▸ **TASK DIRECTIONS**
Reproduce the records starting at the line that contains "of the pink" and ending at the last line of the records, requests included. Shift every point coordinate in the answers by -90, leaving the requests and their format samples as they are.

▸ **RECORDS PROVIDED**
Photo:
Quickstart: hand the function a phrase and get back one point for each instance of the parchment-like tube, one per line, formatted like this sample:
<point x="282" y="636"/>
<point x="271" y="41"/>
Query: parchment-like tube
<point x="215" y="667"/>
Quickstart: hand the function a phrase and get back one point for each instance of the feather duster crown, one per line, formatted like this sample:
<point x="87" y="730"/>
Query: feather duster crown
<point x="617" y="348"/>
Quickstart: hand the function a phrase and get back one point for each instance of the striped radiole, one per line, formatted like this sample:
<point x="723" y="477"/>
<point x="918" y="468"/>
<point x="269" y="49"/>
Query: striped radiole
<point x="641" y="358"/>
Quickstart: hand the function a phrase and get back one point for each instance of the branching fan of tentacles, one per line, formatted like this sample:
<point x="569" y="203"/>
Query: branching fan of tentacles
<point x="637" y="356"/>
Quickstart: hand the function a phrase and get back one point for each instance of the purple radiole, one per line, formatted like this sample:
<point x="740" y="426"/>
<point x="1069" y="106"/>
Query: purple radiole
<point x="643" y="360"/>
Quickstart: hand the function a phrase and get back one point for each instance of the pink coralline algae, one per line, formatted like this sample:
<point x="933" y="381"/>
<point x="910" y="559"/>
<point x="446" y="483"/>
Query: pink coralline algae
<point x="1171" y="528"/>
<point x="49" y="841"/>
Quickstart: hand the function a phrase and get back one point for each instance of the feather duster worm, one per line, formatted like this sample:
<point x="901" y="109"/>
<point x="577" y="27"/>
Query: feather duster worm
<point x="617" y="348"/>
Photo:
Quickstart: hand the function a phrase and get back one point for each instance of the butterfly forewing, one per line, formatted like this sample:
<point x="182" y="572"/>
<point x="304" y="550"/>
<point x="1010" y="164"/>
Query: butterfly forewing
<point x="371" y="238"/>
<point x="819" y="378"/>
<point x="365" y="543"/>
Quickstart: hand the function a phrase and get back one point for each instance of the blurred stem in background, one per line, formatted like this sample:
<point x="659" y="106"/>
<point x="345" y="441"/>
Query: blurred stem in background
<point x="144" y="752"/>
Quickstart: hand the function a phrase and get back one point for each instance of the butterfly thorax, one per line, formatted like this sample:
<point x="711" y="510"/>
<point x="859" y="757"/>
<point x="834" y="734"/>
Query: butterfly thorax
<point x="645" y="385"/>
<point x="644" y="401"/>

▸ **CORRECT RESULT**
Quickstart: hand the function a phrase and get back one point for each instance of the pink coralline algae, one per line, formatted like this sample:
<point x="933" y="381"/>
<point x="910" y="559"/>
<point x="446" y="483"/>
Query: pink coralline algae
<point x="1081" y="438"/>
<point x="-41" y="751"/>
Quickstart: hand the function a phrase and get back one point for each instance of the feather duster worm, one per line, formatted like this sample:
<point x="901" y="109"/>
<point x="577" y="27"/>
Query: feather duster worm
<point x="527" y="258"/>
Photo:
Quickstart: hand the function a phrase and get back one point for each instance of the butterfly forewing, one per line, formatted like this sample:
<point x="182" y="572"/>
<point x="304" y="550"/>
<point x="1010" y="164"/>
Query: butterfly forewing
<point x="281" y="148"/>
<point x="729" y="288"/>
<point x="275" y="453"/>
Quickstart: hand the function a phrase and get back one point for each instance of the blurred stem in background, one per line, formatted like this sample:
<point x="659" y="106"/>
<point x="345" y="441"/>
Query: blurred stem in background
<point x="54" y="662"/>
Quickstart: hand the function a phrase and get back one point for each instance of the butterfly thorax, one per line, formatted like this sample:
<point x="711" y="510"/>
<point x="859" y="757"/>
<point x="834" y="734"/>
Query: butterfly thorax
<point x="555" y="295"/>
<point x="554" y="311"/>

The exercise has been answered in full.